• Written request:
Convert the listing below into a Markdown table with the columns Row and Text, giving each line its own numbered row and skipping blank lines. Omit the pictures.

— start Dataset entries —

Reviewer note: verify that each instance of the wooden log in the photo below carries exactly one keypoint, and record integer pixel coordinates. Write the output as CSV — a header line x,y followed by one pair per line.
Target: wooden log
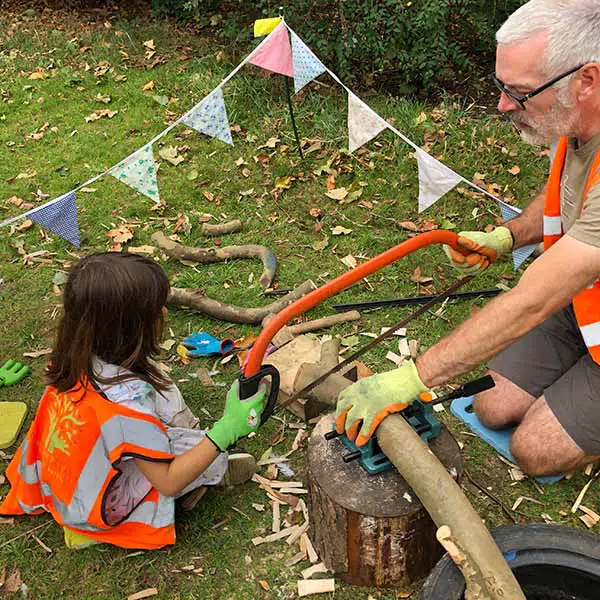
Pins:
x,y
195,298
213,230
370,529
487,574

— end Dataset entries —

• Solution:
| Row | Text |
|---|---|
| 1 | Reviewer note: verify that each instance of the wooden log in the photo below carries exactly one keypoint, and record integer pixel coordinates. Write the output as CSV — a header line x,y followed by one pair per line. |
| 2 | Target: wooden log |
| 3 | Pins: |
| 4 | x,y |
| 5 | 195,298 |
| 6 | 213,230 |
| 7 | 370,529 |
| 8 | 487,574 |